Source text:
/---
Soundtrack album by Olivia Newton-John and Electric Light Orchestra
- Released: June 27, 1980
- Studios: Musicland (Munich, West Germany); David J. Holman (Los Angeles, California);
- Genres: Pop rock; disco; soft rock;
- Length: 41:34
- Labels: MCA (US & Canada); Jet (international);
- Producers: John Farrar; Jeff Lynne;

Olivia Newton-John chronology
| Totally Hot (1978) | Xanadu (1980) | Love Performance (1981) |

Electric Light Orchestra chronology
| A Box of Their Best (1980) | Xanadu (1980) | Four Light Years (1980) |

Singles from Xanadu
- "Magic" Released: May 1980; "I'm Alive" Released: May 1980; "Xanadu" Released: June 1980; "All Over the World" Released: July 1980; "Suddenly" Released: October 1980; "Don't Walk Away" Released: November 1980;

= Xanadu (soundtrack) =

Xanadu is the soundtrack to the 1980 musical film of the same name, featuring the Australian singer Olivia Newton-John and the British group Electric Light Orchestra (ELO). It was released in June 1980 on MCA Records in the United States and July 1980 by Jet Records in the United Kingdom. The original LP release featured on side one the songs of Newton-John, and on side two the songs of ELO. In 2008 the soundtrack album was digitally remastered as a bonus CD as part of the film's DVD release titled Xanadu: Magical Musical Edition.
\---
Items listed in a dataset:
/---
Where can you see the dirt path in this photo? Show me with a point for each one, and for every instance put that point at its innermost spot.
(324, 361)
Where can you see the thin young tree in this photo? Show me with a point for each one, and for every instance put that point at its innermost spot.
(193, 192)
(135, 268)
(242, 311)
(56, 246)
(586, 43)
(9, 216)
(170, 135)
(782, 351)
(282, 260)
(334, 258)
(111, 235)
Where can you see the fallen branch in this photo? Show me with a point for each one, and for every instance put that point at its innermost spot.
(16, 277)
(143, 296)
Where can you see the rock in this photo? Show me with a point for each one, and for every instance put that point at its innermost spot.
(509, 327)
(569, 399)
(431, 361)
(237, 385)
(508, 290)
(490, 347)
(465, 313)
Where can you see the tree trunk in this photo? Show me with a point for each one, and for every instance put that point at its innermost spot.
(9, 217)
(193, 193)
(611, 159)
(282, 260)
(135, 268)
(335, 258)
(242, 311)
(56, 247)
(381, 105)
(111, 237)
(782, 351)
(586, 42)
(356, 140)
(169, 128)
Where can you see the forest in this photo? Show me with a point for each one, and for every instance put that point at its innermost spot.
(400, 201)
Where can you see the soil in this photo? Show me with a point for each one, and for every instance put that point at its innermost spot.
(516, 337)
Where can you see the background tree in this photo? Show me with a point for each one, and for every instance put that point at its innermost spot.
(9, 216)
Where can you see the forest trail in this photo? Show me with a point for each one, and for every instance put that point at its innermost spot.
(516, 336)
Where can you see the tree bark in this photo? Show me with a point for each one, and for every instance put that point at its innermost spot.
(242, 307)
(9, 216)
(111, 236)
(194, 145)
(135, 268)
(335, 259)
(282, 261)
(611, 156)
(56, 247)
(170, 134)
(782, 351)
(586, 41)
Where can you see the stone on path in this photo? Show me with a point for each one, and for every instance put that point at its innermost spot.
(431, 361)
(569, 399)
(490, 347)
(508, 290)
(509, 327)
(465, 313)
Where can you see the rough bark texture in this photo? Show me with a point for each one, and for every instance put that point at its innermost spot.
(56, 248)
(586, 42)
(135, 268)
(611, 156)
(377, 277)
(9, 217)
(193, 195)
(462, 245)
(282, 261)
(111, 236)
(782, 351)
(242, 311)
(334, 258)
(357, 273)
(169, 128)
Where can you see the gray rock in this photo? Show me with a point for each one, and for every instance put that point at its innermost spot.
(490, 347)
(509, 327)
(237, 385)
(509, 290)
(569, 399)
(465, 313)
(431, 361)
\---
/---
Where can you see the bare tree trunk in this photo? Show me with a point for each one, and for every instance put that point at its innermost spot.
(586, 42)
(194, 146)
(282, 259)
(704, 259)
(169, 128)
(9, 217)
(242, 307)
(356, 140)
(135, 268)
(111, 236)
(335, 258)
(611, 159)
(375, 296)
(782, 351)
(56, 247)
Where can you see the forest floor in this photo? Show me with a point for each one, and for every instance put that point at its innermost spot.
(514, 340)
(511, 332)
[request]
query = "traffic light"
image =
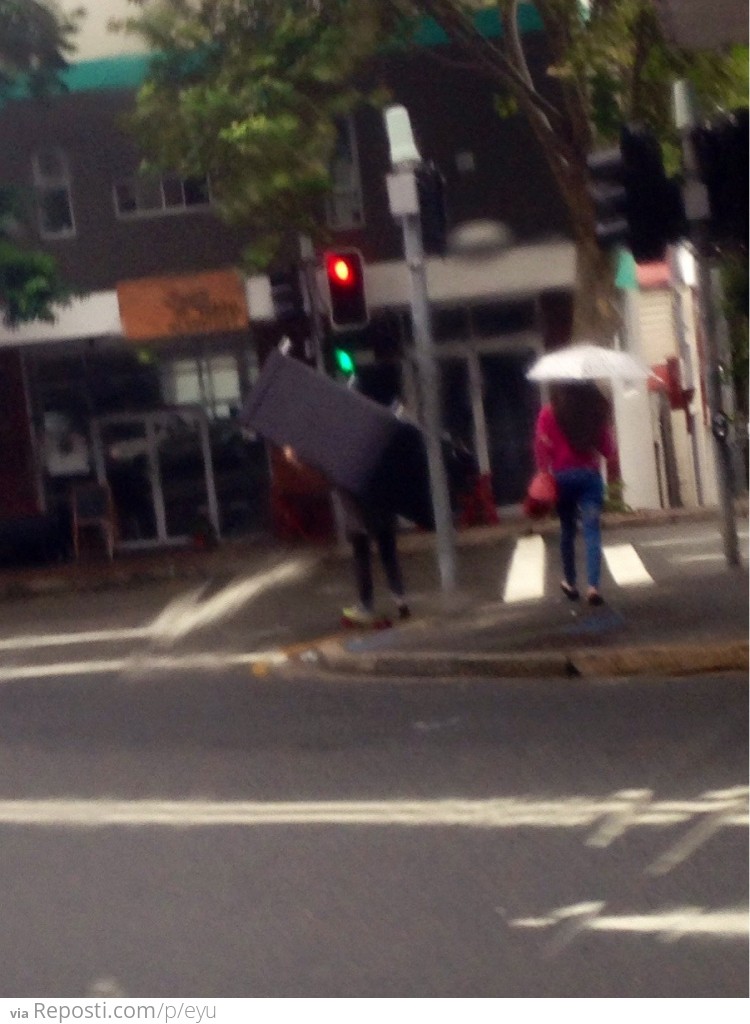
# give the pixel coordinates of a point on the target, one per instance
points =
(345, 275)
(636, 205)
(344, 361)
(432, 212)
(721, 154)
\---
Questions:
1. Answer these questions from the text on the Xanadu soundtrack:
(a) Who are the two credited producers?
(b) Which single was released last, and in what month and year?
(c) Whose songs filled side two of the original LP?
2. Write the next paragraph of the text on the Xanadu soundtrack, following on from its final sentence.
The listing has no connection to the text on the Xanadu soundtrack.

Answers per task:
1.
(a) John Farrar and Jeff Lynne.
(b) "Don't Walk Away," released in November 1980.
(c) The songs of Electric Light Orchestra (ELO).

2.
Although the film was a critical and commercial disappointment, the soundtrack was a worldwide success and received positive reviews from music critics, earning double platinum certifications in the United States and Canada. The singles "Magic" and "Xanadu" reached number one in the United States and United Kingdom, respectively. "Magic" became Olivia's ninth Number One single in The Netherlands, while "Xanadu" topped the chart in Italy. All in all, the album was the fifth most popular US soundtrack of 1981.

Professional ratings
Review scores
| Source | Rating |
| AllMusic | Star Half star |
| Encyclopedia of Popular Music | Star |
| MusicHound | 1.5/5 |
| Smash Hits | 6/10 |

== Background ==
The soundtrack featured songs on side one by the film's star, Olivia Newton-John, written by her long-time producer, John Farrar. The songs on side two were written and performed by ELO; the title track which closed side two featured Newton-John as lead vocalist.

The Newton-John side also featured Cliff Richard, the Tubes and Gene Kelly.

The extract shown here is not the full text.